* _Given entries_:
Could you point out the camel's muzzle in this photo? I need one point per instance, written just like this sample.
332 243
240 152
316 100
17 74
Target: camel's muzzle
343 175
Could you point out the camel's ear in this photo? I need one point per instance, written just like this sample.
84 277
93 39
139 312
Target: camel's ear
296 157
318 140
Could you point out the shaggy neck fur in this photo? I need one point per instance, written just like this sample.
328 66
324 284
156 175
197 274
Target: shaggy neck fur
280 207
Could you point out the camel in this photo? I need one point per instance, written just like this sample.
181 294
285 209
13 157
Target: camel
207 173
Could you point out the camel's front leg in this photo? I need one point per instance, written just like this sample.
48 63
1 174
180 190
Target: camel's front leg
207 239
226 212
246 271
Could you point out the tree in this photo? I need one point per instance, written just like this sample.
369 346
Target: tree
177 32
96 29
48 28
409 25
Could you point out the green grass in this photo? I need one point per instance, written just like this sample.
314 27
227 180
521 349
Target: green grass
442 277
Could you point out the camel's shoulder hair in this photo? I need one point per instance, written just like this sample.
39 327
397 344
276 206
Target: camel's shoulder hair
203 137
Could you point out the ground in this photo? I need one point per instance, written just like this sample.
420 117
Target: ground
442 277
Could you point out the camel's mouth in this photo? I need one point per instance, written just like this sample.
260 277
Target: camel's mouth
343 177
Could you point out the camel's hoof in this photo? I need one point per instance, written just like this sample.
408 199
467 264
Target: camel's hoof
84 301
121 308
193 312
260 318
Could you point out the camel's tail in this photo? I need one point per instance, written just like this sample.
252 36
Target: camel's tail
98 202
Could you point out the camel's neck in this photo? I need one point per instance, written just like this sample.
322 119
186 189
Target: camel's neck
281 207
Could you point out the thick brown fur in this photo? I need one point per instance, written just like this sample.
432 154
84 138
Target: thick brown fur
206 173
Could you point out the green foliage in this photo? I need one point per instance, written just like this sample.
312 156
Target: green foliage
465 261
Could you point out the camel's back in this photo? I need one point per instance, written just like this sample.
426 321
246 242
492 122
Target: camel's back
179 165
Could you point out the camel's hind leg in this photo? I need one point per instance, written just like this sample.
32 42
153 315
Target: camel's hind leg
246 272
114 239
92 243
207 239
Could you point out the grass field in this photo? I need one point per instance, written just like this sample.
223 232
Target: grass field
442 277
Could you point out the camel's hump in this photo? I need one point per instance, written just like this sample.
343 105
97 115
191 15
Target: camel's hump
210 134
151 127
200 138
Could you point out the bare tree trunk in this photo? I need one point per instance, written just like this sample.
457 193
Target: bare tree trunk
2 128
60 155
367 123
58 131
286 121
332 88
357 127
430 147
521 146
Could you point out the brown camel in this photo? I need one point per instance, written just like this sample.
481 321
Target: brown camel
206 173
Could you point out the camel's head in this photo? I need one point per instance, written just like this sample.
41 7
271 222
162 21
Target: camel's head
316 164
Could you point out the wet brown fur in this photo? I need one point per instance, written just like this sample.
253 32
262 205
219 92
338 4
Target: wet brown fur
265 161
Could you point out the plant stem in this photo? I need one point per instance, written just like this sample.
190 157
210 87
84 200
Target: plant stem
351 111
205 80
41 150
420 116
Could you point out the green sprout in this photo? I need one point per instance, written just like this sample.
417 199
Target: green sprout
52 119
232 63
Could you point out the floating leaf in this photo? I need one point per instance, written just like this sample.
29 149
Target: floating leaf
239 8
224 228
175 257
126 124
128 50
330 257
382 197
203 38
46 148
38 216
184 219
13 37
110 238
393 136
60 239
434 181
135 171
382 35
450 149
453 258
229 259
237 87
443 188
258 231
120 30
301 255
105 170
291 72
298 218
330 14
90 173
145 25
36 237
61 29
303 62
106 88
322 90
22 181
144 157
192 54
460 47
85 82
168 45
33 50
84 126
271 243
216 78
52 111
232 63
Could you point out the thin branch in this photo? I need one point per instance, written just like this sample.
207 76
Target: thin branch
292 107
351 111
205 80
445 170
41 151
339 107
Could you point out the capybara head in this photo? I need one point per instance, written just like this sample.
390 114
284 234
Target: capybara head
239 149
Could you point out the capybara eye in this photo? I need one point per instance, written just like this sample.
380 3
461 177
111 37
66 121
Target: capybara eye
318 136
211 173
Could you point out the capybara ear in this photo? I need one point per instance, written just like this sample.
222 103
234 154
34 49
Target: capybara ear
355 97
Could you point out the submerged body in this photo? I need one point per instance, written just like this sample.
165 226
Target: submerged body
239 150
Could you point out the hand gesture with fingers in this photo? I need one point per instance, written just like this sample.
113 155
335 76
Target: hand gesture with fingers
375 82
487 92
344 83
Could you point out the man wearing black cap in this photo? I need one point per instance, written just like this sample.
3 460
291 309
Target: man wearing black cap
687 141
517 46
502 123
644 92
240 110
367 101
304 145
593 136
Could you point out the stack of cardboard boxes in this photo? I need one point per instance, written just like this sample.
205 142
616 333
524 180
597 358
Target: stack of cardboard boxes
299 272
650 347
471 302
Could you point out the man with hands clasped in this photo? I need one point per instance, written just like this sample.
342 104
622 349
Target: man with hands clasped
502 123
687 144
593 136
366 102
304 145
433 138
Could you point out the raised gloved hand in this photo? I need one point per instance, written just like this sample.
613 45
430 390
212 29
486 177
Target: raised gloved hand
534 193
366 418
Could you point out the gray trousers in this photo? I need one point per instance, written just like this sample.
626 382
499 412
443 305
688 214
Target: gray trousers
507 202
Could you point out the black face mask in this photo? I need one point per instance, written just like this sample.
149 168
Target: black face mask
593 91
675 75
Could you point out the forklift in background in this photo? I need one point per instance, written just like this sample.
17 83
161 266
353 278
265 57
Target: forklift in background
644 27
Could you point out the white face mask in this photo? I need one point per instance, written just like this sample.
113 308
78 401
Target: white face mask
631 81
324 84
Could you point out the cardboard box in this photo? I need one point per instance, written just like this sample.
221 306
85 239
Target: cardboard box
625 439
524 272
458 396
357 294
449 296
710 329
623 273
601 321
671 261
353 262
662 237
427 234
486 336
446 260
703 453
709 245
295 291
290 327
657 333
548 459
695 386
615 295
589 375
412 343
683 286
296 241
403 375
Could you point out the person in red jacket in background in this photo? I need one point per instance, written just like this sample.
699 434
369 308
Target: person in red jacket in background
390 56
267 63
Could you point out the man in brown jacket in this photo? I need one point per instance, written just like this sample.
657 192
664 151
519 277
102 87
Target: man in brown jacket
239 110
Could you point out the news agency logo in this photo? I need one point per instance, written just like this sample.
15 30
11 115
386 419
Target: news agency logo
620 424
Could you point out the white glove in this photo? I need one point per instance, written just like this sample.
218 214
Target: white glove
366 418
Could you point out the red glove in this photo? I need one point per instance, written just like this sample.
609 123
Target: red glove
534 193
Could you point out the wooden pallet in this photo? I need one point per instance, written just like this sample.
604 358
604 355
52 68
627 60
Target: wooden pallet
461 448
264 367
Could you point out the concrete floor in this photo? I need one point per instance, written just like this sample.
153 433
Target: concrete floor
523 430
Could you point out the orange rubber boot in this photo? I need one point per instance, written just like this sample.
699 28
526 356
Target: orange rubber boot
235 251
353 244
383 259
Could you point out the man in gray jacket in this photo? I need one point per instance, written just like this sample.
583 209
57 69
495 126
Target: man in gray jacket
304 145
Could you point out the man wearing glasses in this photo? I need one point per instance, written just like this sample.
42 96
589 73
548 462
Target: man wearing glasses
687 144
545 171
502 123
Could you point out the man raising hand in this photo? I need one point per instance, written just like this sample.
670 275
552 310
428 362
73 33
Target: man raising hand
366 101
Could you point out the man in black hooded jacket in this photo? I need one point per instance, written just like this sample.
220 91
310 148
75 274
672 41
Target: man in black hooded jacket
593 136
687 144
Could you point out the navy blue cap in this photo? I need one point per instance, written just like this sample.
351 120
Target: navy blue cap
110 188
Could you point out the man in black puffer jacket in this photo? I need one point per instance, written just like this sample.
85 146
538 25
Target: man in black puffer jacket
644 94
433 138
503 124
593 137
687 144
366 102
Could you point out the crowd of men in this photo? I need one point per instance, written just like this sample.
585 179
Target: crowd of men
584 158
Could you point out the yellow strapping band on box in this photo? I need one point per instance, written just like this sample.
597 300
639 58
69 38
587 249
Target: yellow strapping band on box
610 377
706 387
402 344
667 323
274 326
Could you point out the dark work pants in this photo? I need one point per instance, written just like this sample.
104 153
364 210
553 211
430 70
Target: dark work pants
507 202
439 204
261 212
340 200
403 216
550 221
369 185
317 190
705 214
* * *
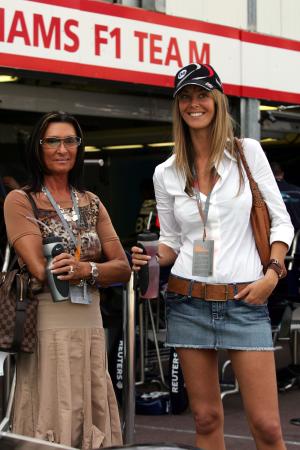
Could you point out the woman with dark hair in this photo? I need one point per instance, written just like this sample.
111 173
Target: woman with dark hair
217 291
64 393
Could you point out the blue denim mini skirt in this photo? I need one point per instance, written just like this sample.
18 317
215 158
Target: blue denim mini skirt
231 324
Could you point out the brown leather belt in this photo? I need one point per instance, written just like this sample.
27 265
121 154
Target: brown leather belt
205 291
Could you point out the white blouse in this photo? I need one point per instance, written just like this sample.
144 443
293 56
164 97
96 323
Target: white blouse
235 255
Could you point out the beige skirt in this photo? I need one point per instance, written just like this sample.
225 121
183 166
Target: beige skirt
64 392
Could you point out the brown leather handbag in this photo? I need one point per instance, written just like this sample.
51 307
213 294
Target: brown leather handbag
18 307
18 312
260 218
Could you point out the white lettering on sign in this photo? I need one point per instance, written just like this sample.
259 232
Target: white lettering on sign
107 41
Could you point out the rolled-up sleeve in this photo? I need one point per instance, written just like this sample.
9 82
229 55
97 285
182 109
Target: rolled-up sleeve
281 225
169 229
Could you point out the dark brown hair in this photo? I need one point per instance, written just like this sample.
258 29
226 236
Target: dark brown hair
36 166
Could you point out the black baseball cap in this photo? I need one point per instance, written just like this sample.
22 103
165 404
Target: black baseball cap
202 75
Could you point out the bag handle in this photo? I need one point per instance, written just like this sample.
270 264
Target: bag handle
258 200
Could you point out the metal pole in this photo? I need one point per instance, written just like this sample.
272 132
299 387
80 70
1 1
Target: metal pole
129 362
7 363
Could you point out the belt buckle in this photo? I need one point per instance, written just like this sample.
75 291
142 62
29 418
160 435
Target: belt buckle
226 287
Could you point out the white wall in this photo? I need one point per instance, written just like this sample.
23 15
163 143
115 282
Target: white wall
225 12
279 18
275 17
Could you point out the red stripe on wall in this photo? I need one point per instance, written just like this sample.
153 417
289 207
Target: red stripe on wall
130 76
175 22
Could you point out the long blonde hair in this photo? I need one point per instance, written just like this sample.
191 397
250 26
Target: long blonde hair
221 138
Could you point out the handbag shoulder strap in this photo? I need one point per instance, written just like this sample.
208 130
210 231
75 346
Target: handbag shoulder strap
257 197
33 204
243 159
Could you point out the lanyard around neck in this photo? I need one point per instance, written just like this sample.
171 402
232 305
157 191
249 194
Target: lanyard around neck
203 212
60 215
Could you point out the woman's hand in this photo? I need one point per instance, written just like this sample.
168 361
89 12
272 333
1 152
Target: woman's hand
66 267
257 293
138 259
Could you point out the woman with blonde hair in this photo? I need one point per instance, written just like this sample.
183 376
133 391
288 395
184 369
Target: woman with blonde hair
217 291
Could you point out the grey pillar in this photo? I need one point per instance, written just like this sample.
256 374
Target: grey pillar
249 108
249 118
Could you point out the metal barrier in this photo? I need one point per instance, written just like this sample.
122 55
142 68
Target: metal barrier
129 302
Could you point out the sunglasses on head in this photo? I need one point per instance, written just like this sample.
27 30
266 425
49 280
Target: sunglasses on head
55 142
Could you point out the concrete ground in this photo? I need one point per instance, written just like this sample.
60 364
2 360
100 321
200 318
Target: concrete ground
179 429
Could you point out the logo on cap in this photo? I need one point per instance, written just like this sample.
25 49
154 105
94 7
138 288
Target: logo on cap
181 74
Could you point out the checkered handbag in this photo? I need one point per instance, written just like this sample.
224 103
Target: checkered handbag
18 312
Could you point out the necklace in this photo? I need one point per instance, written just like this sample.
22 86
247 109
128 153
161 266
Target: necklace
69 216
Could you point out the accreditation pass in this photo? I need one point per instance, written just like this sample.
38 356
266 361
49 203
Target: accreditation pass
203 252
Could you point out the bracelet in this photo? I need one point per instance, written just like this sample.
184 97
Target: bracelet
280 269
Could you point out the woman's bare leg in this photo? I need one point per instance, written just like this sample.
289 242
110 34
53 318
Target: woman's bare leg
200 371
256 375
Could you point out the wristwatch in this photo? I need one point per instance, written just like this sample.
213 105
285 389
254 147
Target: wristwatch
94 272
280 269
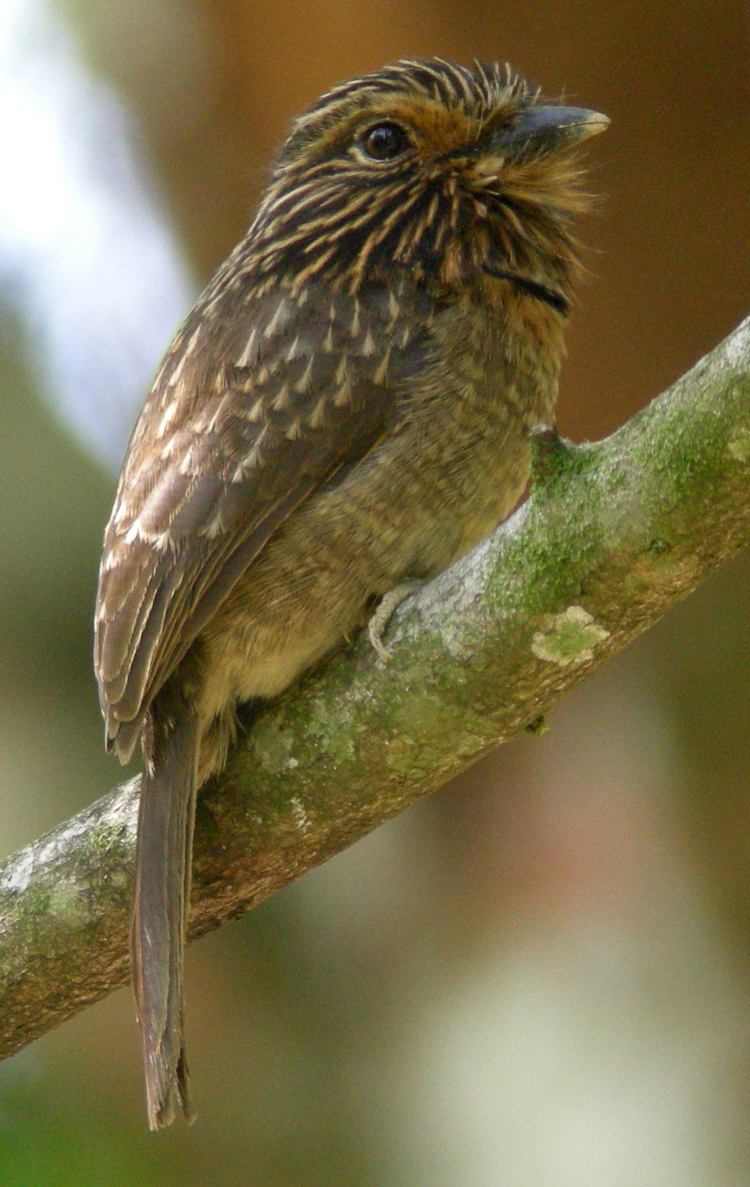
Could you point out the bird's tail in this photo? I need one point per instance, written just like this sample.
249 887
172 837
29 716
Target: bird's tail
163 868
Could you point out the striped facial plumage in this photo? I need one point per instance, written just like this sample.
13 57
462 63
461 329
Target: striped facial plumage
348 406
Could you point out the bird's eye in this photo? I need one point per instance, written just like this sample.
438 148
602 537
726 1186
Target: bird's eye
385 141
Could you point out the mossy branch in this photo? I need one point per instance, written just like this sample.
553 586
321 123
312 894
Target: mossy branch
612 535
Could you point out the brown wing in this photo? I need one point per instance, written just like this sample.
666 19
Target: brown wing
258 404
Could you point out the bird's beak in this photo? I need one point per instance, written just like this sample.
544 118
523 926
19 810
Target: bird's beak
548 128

* _Written instruction_: Locate every line in the data above that contains the word "band" and reproduce each such line in full.

* _Exercise answer_:
Could you point out the yellow strapping band on box in this photo? I need one point per instance, written just like this sample.
Target: yellow strapping band on box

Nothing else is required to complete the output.